- [WHAT TO WORK ON]
Out of the records below, copy all lines in which the word "noun" occurs.

- [EXERCISE MATERIALS]
*****
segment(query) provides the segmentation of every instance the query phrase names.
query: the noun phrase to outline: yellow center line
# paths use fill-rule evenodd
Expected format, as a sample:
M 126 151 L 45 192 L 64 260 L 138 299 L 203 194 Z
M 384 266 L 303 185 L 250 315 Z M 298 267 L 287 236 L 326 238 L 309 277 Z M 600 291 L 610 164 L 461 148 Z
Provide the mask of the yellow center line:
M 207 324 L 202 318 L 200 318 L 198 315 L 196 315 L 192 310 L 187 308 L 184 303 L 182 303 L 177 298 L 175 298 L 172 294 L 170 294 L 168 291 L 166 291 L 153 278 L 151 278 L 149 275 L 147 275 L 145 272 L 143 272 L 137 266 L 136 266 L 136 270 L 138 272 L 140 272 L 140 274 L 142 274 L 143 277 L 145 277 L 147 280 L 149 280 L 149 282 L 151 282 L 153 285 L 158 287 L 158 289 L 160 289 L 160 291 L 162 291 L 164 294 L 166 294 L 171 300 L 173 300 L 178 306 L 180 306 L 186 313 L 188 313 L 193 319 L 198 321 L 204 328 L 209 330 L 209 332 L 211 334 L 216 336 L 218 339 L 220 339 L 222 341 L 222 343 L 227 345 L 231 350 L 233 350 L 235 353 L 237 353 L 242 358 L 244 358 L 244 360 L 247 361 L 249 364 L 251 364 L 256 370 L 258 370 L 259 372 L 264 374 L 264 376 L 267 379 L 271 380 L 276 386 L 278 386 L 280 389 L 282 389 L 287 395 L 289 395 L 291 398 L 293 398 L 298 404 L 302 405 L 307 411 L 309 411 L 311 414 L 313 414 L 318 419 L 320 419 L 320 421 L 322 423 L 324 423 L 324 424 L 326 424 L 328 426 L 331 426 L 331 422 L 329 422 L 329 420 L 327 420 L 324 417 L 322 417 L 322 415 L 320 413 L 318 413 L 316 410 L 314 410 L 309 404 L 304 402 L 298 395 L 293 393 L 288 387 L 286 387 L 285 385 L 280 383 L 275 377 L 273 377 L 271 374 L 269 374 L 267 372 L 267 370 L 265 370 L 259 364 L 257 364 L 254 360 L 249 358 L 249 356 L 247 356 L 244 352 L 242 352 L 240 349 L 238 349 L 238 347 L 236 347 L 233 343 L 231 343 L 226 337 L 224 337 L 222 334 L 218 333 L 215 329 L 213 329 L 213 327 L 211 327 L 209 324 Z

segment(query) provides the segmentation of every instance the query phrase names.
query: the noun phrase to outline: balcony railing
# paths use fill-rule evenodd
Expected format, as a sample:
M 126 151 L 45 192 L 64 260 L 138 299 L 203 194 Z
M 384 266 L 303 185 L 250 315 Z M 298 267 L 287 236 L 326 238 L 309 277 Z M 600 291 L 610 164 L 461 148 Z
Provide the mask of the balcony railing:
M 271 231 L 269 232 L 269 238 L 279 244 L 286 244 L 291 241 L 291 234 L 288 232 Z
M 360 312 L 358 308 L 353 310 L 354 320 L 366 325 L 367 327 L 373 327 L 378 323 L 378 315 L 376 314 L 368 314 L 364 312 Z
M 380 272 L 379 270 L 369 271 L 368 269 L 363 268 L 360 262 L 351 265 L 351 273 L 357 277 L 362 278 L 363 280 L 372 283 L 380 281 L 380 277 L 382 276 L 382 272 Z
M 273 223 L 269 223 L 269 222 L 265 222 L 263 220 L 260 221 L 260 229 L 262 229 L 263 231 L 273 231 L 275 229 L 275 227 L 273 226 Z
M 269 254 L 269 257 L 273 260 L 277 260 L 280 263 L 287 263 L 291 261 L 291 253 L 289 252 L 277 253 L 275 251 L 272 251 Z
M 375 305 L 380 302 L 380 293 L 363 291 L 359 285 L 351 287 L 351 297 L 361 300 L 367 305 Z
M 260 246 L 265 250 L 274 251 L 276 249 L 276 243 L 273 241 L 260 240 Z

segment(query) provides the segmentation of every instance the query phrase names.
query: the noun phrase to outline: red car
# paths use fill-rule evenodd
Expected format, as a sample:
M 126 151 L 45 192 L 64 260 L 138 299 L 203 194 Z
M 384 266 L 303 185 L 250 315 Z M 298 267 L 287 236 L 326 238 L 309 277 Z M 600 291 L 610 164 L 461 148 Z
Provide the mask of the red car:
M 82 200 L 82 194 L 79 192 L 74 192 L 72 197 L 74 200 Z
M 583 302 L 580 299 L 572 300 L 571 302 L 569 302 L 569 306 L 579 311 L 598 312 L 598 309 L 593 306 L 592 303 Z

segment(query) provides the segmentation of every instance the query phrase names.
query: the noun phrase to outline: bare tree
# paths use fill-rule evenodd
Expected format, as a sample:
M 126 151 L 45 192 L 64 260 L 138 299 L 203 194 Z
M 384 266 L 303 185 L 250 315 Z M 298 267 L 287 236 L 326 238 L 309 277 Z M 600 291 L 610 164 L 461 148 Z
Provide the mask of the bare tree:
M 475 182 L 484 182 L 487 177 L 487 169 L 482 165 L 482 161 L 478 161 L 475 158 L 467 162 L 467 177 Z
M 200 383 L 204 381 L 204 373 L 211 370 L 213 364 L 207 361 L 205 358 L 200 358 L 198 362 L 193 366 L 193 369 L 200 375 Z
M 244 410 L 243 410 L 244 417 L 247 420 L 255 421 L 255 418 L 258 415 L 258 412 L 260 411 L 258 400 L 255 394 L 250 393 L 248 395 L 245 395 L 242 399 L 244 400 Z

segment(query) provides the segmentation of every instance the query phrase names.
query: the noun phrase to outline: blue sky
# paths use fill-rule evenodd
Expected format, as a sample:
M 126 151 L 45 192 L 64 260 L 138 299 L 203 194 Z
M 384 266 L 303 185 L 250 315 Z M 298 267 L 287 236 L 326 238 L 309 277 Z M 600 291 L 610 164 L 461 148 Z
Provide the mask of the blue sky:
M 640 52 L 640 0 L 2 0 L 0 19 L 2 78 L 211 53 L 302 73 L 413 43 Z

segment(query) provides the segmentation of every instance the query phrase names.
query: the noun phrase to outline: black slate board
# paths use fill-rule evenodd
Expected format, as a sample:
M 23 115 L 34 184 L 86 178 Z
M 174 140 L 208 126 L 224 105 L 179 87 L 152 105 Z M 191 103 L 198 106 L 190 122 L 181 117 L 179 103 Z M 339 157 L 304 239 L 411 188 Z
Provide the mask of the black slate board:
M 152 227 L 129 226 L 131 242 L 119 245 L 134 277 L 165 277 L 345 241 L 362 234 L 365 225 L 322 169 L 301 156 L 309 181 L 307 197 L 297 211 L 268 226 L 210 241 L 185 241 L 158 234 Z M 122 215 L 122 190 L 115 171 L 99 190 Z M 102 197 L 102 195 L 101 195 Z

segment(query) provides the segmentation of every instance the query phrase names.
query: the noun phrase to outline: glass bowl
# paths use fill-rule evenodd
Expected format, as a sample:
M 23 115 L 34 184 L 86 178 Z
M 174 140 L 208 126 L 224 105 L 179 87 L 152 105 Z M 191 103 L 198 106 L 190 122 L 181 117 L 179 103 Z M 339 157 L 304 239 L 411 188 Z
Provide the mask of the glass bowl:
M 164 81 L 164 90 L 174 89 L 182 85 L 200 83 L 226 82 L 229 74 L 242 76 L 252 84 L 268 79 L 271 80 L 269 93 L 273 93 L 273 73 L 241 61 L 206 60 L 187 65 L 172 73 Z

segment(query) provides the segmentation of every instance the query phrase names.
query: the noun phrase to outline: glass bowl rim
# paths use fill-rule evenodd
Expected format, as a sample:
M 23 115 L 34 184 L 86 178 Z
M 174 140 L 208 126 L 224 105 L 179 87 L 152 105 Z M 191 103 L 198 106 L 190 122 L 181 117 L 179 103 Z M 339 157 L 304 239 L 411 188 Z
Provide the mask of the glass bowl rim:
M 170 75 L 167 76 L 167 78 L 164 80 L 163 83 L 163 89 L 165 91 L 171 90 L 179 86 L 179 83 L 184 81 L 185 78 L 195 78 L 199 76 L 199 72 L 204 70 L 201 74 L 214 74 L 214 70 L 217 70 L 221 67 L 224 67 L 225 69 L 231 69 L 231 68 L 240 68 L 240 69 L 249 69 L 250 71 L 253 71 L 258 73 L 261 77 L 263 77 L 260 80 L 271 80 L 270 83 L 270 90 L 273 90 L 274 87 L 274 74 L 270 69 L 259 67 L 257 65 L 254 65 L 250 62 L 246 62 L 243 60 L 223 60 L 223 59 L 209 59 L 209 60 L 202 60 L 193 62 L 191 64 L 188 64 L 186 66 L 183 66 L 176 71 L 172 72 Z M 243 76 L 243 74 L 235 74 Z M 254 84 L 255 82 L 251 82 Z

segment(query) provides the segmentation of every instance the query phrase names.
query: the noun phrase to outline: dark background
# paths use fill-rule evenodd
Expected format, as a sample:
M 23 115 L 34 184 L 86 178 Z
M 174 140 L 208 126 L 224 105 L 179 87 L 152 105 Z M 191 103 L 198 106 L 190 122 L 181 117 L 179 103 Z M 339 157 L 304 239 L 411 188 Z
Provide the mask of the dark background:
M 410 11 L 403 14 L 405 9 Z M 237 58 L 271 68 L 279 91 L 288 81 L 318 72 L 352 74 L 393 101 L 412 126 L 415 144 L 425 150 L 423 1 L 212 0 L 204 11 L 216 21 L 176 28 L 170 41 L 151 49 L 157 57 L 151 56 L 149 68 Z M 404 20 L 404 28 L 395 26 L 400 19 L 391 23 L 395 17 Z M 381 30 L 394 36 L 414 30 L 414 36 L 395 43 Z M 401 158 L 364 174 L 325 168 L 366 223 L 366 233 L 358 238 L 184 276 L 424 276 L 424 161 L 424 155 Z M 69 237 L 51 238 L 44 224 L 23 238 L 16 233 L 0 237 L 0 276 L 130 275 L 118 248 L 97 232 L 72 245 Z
*****
- [YOUR RESPONSE]
query: the noun phrase to outline: yellow center line
query: the noun phrase to outline: balcony railing
query: the noun phrase to outline: red car
query: the noun phrase to outline: bare tree
query: the noun phrase to outline: blue sky
query: the noun phrase to outline: black slate board
query: the noun phrase to outline: glass bowl
query: the noun phrase to outline: glass bowl rim
query: the noun phrase to outline: dark background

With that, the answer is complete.